== Document excerpt ==
● ● ● ● ●

Projects tigase _server server-core Issues #1009
How to test our cluster whether working fine when we enable the cluster (#1009)
Livia Yu opened 6 years ago

Dear sir,

we have setuped 2 machines for Tigase7.1.4 server cluster. form the logs, the clusters seem to work fine. How to check our cluster whether working or not? Is there any tools to help to check this?

The DNS RSV configuration is below:

ZZ-DMZ-0501.foxconn.com IN A 10.207.249.193
ZZ-DMZ-0401.foxconn.com IN A 10.207.249.194
_xmpp-client._tcp.foxconn.com 86400 IN SRV 0 5 5222 im5.foxconn.com
_xmpp-client._tcp.foxconn.com 86400 IN SRV 0 5 5222 im6.foxconn.com
_xmpp-server._tcp.foxconn.com 86400 IN SRV 0 5 5269 im5.foxconn.com
_xmpp-server._tcp.foxconn.com 86400 IN SRV 0 5 5269 im6.foxconn.com

our domain is foxconn.com.

the attachment is DNS RSV&server config.

Thanks very much.

194.init.properties 193.init.properties rsv.png zz-dmz-0501.png zz-dmz-0401.png

Artur Hefczyc commented 6 years ago

Wojciech please provide assistance as soon as you can.

wojciech.kapcia@tigase.net commented 6 years ago

Your DNS configuration looks correct. As for checking cluster connection - please refer to the documentation Checking Cluster Connections

I checked your init.properties files an have a couple of comments:

  • those files should be virtually identical on all cluster machines
  • --admins configuration can include http@{clusterNode} instead of specifying it for each node
  • you are using non-clustered MUC and PubSub components - please refer to [[acs:|Advanced Clustering Strategy (ACS)]] guide, and specifically to:
    • [[acs:Tigase ACS SM Configuration]]
    • [[acs:Tigase ACS MUC Configuration]]
    • [[acs:Tigase ACS PubSub Configuration]]

Please also note that there are newer version of Tigase XMPP Server available: 7.1.5 (your current release line) and brand-new 8.0.0 - both available for download from download section

Livia Yu commented 6 years ago

Hi Wojciech Kapcia,

Thanks for your timely reply.

I have check the S2S connection according to your suggestion and seems both servers' 5277 port run well.

for MUC&PubSub cluster,cause the servers' cannot access internet now so if I enabled MUC&PubSub cluster, the service will shutdown immediately(for ACS lisence check). So currently I didnot enable it.

Here is our current situation:

When I use PC xmpp Client (Spark) and set the domain as foxconn.com and port as 5222. I cannot event connected to ther services. Any debug suggestions for current issue? Please help to give some advices.

● ● ● ● ●

== Data listing ==
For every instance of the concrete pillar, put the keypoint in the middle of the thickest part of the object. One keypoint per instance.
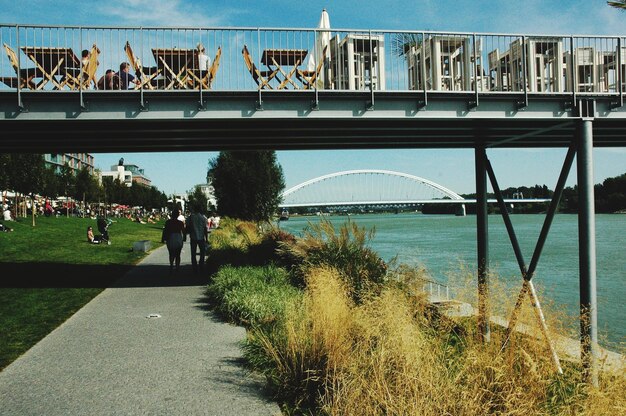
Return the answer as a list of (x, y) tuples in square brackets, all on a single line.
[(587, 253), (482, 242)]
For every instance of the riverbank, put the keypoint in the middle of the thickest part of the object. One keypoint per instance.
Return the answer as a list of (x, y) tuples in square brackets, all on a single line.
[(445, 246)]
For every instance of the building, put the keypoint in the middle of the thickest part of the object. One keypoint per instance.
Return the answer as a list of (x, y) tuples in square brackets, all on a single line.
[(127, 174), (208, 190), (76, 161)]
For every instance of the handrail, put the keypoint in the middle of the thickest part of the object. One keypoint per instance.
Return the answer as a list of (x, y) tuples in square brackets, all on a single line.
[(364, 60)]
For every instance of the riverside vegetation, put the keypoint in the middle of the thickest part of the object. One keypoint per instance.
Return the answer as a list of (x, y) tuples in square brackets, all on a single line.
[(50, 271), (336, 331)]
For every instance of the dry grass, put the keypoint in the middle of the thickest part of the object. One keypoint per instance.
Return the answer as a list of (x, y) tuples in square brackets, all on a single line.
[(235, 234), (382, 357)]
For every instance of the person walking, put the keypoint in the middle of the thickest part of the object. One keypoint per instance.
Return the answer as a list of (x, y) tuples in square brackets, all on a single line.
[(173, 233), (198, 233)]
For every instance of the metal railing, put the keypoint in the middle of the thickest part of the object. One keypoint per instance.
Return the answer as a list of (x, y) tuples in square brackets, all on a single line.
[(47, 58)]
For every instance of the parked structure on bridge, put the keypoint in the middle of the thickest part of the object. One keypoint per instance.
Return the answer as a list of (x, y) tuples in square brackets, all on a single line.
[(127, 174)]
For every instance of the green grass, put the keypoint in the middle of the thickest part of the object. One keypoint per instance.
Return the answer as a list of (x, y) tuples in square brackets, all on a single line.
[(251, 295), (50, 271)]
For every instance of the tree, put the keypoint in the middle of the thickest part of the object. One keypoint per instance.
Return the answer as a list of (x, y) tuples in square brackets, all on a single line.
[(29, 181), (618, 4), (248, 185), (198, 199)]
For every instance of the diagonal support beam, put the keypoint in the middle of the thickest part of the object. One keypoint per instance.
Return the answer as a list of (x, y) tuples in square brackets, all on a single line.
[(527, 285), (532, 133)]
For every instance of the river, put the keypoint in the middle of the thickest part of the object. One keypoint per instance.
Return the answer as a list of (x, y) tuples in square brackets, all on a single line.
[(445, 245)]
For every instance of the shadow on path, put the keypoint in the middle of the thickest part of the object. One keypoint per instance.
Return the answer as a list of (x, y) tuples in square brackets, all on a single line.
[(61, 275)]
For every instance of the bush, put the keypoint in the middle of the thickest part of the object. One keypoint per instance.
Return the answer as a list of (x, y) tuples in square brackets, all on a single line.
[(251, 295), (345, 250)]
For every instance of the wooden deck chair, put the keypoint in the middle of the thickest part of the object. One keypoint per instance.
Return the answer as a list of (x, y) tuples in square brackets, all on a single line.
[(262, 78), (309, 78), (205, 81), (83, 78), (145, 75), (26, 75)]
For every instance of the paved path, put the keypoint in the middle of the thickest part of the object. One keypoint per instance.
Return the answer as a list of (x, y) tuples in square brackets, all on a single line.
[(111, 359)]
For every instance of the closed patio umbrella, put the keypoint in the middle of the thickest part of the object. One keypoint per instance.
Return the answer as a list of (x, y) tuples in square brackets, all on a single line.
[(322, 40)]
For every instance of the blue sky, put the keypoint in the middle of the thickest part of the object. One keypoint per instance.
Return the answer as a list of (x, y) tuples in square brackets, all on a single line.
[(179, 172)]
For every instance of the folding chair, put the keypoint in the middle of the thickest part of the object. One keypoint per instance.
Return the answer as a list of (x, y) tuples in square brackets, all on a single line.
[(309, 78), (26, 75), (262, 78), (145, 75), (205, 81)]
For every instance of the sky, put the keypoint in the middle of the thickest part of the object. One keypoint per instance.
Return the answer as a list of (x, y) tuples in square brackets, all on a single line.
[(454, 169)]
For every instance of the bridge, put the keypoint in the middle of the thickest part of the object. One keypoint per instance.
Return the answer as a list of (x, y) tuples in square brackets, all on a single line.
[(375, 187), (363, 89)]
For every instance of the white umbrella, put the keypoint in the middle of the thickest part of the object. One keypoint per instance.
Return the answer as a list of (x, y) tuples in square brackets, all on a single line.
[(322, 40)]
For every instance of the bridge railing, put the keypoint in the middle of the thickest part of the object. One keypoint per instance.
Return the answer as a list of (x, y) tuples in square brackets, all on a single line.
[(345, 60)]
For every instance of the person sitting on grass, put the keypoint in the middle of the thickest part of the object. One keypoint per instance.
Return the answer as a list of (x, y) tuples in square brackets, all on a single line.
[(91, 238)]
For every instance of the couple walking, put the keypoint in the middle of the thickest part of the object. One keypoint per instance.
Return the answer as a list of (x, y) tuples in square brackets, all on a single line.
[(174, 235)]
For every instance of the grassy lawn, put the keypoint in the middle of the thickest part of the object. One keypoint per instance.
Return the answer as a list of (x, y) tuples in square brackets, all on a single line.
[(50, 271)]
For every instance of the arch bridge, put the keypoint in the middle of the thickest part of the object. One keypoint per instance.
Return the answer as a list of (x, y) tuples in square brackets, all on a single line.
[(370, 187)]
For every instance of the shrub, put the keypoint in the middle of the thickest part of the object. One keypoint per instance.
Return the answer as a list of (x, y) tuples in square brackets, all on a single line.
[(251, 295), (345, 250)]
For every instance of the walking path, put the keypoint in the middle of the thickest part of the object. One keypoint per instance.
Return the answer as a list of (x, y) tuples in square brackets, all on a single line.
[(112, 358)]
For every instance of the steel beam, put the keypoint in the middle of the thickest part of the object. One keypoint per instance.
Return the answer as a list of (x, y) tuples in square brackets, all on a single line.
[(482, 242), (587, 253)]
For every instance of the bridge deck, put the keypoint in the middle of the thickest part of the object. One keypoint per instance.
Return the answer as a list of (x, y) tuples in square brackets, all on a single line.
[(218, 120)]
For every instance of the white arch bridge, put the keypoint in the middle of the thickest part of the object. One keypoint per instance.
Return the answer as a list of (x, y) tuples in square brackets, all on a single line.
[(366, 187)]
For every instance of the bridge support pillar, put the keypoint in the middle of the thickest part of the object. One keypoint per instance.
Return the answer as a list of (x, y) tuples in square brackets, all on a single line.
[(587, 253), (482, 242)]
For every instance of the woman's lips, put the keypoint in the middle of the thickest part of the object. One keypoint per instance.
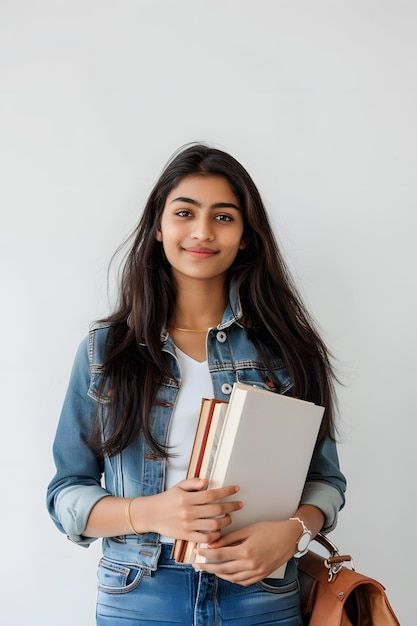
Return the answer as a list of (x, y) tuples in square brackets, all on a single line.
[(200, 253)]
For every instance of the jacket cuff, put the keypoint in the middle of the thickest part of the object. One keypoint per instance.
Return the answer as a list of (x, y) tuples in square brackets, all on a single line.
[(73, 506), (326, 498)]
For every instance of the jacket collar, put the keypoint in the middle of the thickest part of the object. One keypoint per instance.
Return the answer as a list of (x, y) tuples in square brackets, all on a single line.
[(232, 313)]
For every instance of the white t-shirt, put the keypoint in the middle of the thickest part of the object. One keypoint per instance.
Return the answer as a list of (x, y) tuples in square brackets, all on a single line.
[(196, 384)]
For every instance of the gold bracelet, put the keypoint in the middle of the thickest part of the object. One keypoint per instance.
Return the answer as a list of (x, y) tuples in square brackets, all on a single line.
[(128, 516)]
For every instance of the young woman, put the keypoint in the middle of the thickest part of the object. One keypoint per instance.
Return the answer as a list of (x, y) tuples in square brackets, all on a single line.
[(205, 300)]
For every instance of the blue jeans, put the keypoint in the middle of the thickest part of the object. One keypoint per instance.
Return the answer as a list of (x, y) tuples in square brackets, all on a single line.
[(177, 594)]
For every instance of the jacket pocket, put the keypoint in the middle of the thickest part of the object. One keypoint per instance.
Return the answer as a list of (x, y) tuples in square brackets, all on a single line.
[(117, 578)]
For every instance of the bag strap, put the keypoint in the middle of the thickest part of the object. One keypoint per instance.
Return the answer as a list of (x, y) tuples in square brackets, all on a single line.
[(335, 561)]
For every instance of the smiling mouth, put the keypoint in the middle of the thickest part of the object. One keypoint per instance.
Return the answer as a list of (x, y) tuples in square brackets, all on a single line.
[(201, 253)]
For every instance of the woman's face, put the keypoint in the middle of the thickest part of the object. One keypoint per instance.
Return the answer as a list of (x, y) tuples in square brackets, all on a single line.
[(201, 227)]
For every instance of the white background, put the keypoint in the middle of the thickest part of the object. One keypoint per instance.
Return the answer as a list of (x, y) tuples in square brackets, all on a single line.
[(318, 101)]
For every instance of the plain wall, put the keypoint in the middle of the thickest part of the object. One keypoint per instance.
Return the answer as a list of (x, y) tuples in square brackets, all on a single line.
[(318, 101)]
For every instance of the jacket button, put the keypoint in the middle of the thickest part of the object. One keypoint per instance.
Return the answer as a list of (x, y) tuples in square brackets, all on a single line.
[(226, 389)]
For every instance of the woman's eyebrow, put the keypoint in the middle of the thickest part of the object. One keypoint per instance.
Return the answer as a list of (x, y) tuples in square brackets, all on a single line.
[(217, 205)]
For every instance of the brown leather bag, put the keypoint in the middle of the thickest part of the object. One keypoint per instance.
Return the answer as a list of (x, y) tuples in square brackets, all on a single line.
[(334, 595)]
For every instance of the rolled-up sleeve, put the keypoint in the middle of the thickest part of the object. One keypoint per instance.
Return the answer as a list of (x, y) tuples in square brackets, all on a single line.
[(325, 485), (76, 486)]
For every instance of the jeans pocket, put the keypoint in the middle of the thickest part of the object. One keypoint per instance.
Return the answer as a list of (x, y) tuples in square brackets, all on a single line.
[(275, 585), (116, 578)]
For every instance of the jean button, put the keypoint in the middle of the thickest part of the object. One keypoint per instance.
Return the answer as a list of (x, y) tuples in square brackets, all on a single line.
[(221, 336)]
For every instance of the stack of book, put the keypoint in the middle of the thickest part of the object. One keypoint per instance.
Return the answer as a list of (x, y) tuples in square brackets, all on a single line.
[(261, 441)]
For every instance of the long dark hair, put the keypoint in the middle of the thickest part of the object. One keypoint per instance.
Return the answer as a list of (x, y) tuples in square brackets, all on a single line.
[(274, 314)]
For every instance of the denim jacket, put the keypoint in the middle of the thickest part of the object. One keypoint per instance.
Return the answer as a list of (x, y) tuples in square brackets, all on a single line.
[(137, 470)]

● ● ● ● ●

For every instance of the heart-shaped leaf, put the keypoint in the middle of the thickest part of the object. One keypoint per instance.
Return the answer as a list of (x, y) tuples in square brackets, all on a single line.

● ● ● ● ●

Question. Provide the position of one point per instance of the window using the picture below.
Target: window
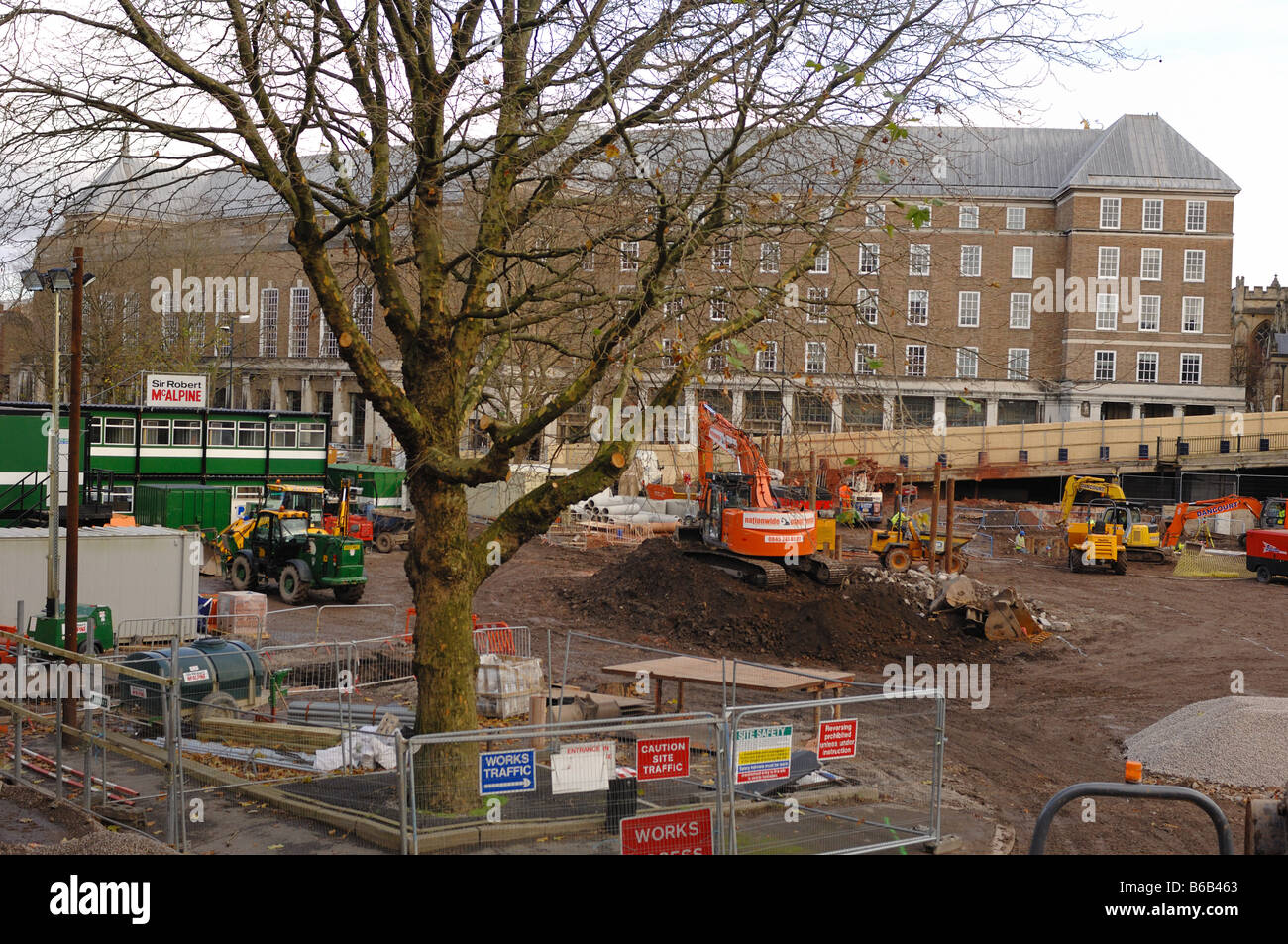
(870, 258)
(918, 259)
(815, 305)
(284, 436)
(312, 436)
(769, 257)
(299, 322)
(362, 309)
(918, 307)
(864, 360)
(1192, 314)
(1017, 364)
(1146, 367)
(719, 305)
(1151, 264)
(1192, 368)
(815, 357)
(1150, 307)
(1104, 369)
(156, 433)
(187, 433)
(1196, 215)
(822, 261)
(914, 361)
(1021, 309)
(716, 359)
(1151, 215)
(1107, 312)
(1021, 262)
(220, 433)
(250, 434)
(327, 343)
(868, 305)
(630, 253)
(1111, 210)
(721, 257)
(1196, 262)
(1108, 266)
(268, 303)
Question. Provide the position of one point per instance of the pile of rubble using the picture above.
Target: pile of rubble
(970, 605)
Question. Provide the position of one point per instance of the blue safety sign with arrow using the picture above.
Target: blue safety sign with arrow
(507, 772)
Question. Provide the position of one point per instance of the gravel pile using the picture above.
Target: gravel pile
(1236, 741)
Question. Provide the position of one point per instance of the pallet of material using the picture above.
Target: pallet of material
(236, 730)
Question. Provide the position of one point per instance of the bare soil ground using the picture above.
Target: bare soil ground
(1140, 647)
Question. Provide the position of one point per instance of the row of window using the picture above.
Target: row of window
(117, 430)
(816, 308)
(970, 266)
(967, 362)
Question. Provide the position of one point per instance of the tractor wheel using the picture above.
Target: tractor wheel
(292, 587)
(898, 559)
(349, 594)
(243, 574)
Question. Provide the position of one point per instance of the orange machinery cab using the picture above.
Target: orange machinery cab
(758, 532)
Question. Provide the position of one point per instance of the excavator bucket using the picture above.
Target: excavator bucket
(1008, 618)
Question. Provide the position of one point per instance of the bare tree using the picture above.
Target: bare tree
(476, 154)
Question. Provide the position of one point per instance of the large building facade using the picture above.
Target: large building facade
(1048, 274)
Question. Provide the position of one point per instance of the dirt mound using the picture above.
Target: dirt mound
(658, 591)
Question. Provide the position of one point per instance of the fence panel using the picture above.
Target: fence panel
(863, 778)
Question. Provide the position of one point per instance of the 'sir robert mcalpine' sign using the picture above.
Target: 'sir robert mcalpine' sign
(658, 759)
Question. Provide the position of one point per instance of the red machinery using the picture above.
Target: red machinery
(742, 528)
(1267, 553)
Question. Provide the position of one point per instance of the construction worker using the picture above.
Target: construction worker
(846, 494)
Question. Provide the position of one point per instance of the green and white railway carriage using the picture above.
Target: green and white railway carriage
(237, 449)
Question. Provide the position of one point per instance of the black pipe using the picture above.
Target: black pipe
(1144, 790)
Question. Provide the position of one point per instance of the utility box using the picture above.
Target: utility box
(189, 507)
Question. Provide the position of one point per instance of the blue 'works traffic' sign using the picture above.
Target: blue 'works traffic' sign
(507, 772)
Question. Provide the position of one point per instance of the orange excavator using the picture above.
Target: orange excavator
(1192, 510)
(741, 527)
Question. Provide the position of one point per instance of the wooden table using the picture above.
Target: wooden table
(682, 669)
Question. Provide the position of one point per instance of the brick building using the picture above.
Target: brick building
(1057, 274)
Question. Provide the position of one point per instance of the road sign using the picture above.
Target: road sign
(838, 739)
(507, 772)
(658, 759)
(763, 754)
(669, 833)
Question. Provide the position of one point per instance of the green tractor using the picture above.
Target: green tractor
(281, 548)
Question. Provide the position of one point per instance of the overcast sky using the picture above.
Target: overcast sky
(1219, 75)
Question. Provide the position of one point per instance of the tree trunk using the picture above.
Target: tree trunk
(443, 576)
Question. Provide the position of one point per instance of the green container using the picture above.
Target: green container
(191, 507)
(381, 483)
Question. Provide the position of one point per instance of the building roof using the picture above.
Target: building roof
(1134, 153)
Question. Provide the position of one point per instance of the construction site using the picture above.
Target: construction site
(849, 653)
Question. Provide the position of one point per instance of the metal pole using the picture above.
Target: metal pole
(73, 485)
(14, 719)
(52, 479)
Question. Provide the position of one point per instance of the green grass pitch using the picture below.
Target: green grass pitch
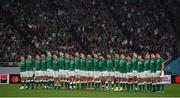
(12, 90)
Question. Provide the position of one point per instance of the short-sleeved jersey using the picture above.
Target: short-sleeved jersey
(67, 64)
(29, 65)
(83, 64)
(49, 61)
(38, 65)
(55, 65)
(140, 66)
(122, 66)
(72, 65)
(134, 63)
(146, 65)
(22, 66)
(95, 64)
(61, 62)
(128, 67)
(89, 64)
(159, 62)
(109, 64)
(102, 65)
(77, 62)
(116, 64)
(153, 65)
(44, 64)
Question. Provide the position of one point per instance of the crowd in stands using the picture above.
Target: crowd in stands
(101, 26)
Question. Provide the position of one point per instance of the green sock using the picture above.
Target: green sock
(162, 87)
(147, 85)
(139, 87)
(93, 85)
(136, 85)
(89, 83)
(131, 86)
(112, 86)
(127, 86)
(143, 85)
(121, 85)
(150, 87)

● ● ● ● ●

== Your instructions ==
In the Tigase cluster thread, which newer versions of Tigase XMPP Server does the reply say are available?

== The result ==
Versions 7.1.5 and 8.0.0.